Exercise instructions: Rescale the data below, starting at the line containing "Exercise. Mark the building" and running through the end of the data. Reproduce every line in that range, including the instructions, and multiply each coordinate value by 1.75, rounding to the nearest whole number with halves rounded up.

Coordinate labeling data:
**********
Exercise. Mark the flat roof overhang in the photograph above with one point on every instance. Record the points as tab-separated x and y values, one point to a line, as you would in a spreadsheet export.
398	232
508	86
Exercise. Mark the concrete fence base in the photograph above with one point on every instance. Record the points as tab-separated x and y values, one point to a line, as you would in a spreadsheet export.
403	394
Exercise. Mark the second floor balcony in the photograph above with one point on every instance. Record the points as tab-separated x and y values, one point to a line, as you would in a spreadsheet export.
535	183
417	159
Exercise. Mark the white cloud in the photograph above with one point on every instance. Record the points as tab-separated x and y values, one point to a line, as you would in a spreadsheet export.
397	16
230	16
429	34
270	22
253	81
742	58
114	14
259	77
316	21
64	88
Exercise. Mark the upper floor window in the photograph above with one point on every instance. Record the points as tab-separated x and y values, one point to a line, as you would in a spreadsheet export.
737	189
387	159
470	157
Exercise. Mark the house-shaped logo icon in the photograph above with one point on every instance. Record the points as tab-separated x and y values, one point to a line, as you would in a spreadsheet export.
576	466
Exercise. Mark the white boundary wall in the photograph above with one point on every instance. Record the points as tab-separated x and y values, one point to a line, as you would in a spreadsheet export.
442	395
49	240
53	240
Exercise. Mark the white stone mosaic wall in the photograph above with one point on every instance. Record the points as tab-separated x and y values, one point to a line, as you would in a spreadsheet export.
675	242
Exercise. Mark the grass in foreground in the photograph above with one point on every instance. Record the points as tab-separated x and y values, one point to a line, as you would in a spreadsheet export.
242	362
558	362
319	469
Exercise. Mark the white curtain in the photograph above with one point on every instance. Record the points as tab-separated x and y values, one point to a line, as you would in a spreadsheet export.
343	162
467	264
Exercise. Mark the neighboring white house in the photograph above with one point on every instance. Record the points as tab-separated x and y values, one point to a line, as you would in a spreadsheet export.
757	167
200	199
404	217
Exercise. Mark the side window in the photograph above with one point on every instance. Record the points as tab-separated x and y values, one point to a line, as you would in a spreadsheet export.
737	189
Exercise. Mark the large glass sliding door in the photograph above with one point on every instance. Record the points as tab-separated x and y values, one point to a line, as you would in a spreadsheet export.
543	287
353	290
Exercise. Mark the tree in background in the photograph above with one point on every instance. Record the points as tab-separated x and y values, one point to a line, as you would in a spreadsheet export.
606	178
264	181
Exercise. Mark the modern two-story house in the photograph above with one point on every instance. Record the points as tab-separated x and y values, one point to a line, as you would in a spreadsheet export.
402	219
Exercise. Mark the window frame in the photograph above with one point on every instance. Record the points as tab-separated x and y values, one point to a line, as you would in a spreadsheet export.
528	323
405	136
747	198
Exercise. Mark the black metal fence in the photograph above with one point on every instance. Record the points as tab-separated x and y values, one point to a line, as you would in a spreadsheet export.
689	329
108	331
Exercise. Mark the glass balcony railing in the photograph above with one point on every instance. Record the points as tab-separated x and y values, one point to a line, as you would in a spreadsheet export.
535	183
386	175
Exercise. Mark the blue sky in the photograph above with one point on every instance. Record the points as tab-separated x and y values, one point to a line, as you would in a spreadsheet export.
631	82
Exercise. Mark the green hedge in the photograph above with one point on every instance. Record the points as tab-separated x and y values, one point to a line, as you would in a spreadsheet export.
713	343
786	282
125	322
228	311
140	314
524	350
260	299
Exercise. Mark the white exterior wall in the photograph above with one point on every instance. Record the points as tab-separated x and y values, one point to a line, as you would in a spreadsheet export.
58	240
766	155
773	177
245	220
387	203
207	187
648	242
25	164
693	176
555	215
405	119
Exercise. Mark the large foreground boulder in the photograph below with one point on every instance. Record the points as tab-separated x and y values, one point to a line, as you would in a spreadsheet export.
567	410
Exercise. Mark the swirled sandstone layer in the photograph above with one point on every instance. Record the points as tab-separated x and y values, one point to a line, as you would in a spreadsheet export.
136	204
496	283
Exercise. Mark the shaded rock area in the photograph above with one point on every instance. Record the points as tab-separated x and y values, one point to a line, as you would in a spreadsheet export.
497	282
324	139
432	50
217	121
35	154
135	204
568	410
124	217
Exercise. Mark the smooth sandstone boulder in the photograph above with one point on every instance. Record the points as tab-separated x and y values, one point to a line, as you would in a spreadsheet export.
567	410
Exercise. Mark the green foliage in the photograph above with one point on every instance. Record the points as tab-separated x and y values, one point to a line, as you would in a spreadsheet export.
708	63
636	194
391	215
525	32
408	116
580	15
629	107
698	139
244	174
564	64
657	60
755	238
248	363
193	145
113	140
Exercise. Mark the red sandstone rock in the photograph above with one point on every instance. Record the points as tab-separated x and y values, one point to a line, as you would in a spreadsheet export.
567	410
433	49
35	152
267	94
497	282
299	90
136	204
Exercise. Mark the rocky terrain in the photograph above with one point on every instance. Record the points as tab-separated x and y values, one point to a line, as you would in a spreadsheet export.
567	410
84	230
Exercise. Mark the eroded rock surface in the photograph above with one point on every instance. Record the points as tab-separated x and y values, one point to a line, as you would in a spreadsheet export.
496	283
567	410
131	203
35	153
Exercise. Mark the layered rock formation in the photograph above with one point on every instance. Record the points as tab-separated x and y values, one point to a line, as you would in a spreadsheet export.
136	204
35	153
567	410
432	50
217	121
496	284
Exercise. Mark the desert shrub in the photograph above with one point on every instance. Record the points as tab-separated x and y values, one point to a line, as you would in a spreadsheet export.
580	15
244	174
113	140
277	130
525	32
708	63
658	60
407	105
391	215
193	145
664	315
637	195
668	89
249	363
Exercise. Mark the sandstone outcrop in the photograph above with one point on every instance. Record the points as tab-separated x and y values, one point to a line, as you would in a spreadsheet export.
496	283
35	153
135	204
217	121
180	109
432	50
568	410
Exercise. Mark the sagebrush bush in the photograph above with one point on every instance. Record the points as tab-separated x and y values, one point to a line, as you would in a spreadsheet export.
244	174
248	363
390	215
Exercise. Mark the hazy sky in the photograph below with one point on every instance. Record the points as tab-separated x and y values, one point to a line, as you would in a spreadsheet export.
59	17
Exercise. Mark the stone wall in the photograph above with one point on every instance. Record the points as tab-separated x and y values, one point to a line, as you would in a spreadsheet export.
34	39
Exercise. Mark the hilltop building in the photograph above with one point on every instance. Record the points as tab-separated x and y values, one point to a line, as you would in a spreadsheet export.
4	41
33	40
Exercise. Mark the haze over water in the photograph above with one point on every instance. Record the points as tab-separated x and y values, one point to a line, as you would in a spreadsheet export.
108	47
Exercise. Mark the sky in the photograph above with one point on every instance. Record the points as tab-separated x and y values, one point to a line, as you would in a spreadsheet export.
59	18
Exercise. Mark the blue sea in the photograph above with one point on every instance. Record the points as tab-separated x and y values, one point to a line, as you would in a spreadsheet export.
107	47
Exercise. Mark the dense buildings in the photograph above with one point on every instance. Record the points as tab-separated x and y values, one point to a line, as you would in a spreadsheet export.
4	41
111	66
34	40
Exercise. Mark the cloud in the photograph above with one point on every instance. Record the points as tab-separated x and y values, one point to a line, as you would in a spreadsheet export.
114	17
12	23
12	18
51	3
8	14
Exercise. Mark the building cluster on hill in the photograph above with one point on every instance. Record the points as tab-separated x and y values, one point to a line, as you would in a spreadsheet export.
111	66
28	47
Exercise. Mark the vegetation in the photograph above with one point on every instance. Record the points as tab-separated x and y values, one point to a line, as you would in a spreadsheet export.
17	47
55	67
**********
Task solution:
Exercise. Mark the building cluster on hill in the photograph above with one point on every instance. Record the points as tab-separated x and y values, one point to a line, as you would in a spreadsheet export.
194	116
49	82
Exercise. Mark the vegetation in the photograph above with one point on every instance. Record the points as tab-separated x and y values, one point to a line, as you would in a spreadsheet export.
30	82
96	117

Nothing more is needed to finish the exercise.